» To do
- 1) Transcribe the passage on molecular dynamics force fields, starting at "Note that such" and ending at "force field parameters.".
- 2) Write the next part of the passage on molecular dynamics force fields, picking up after its last line.

» Text for analysis
Note that such simplification can significantly reduce the accuracy of MD simulations, so MD can only reflect the information near equilibrium states. But for macro statistics (e.g. chemical shift, protein contact), it is usually a sufficient description.

The actual force field parameters.

In real MD simulations, almost all inter-atomic and inter-molecular forces are approximated by an analytical expression of classical mechanics. These empirical parameters are obtained by fitting experimental data or data from quantum calculations}(for example, gradient descent optimization. Usually, the format of force fields looks like a combination of terms like:

\begin{aligned} U &=\sum_{\text {bonds }} \frac{1}{2} k_{b}\left(r-r_{0}\right)^{2}+\sum_{\text {angles }} \frac{1}{2} k_{a}\left(\theta-\theta_{0}\right)^{2}+\sum_{\text {torsions }} \frac{V_{n}}{2}[1+\cos (n \phi-\delta)] + \\ \end{aligned}
\begin{aligned} \sum_{\text {improper }} V_{i m p}+\sum_{\mathrm{LJ}} 4 \epsilon_{i j}\left(\frac{\sigma_{i j}^{12}}{r_{i j}^{12}}-\frac{\sigma_{i j}^{6}}{r_{i j}^{6}}\right)+\sum_{\text {elec }} \frac{q_{i} q_{j}}{r_{i j}} \\ \end{aligned}

These interactions include:

  • Short-range interactions:

    • bonds

    • angles

    • torsion (dihedral angles)

  • Long-range interactions

    • Electrostatic interactions (Coulomb interactions, elec)

» Extracted entries
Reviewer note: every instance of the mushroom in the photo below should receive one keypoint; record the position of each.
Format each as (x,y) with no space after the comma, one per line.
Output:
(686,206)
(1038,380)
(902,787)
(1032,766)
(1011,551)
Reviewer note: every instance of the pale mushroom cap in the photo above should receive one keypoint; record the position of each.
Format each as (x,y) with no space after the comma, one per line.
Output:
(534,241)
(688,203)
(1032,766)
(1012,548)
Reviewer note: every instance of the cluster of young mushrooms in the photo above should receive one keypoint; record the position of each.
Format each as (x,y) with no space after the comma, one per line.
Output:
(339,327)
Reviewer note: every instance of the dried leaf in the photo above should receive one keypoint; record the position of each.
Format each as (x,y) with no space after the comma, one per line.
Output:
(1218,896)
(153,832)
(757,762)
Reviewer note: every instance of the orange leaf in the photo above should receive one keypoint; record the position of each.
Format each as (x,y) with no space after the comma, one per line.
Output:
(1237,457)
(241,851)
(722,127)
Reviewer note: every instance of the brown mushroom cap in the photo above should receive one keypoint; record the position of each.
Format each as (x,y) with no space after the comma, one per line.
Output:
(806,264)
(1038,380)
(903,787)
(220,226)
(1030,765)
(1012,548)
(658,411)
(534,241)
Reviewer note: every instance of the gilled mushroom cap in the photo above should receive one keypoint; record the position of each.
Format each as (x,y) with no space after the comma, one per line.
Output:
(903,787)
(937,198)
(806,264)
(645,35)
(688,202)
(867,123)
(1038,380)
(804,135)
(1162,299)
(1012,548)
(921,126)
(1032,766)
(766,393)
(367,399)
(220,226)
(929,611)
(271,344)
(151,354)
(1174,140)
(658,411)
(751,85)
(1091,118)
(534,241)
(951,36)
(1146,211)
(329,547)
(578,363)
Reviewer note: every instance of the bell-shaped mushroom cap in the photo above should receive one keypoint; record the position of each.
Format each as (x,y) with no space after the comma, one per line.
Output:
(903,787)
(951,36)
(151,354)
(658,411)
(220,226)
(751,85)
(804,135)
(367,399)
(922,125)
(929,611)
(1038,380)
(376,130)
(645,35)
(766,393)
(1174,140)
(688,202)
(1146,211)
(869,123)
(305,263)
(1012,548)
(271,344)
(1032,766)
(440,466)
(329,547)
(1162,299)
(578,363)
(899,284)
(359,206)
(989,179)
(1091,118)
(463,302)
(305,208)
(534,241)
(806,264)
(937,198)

» Written answers
- 1)
Note that such simplification can significantly reduce the accuracy of MD simulations, so MD can only reflect the information near equilibrium states. But for macro statistics (e.g. chemical shift, protein contact), it is usually a sufficient description.

The actual force field parameters.

- 2)
    • Van der Waals

Preparation for simulation

Now, we have modeled a hydrogen molecule. For simplicity, let the force constant of the hydrogen molecule be \(0.1 kJ/\mathring A^2\). Then let the equilibrium bond length be \(0.5\mathring A\), and the mass of the hydrogen atom is assumed to be (1) (just for demonstration).

  • To start the simulation, we also need the initial conditions (initial conformation and initial velocity). Also for simplicity, we assume that the coordinates of the two atoms are [0.7, 0, 0], [0, 0, 0] (Unit: angstrom), and the velocities are [-0.1, 0, 0], [0.1, 0 , 0] (Unit: angstrom/fs)


  • Next, let’s set the simulation parameters: since we calculate the differential equation numerically, we need to give the minimum simulation time interval, which is generally set to be 2 fs.(which is actually the grid size for time dimension in finite difference method).

  • Set the simulation to 5 steps, so the total simulation time is 10 fs.

  • Set the simulated temperature to 300K (this affects the velocity initialization and force field parameters, which should be set before velocity initialization).

Ready? Let’s simulate!


(Please be aware that units are omitted for simplicity)

  1. Calculate the force on the hydrogen atoms from the initial positions:

\begin{aligned} F_x&=k(x-x_0)=0.1\times(1-0.5)=0.05 \\ \end{aligned}
  1. Calculate the accelerations:

\begin{aligned} a_x &= \frac{F}{m}=0.05 \\ \end{aligned}
  1. Update velocities:

\begin{aligned} \Delta v_x=a\times \Delta t=0.05 * 2=0.1 \\ \end{aligned}
\begin{aligned} \Delta x = v_x \times \Delta t=0.1 * 2=0.2 \\ \end{aligned}
  1. Update the coordinates and velocities through the calculation above to obtain new coordinates:

  2. (Repeat) Calculate the new force

  3. (Repeat) Calculate the new acceleration



Finally, we will obtain positions of H atoms at different times, and these “continuous” motions compose the MD trajectory.

Through long-term MD simulations, we can calculate physical and chemical properties from the trajectories. (such as RMSD changes, conformation transitions, ensemble averaging of physical quantities, etc.)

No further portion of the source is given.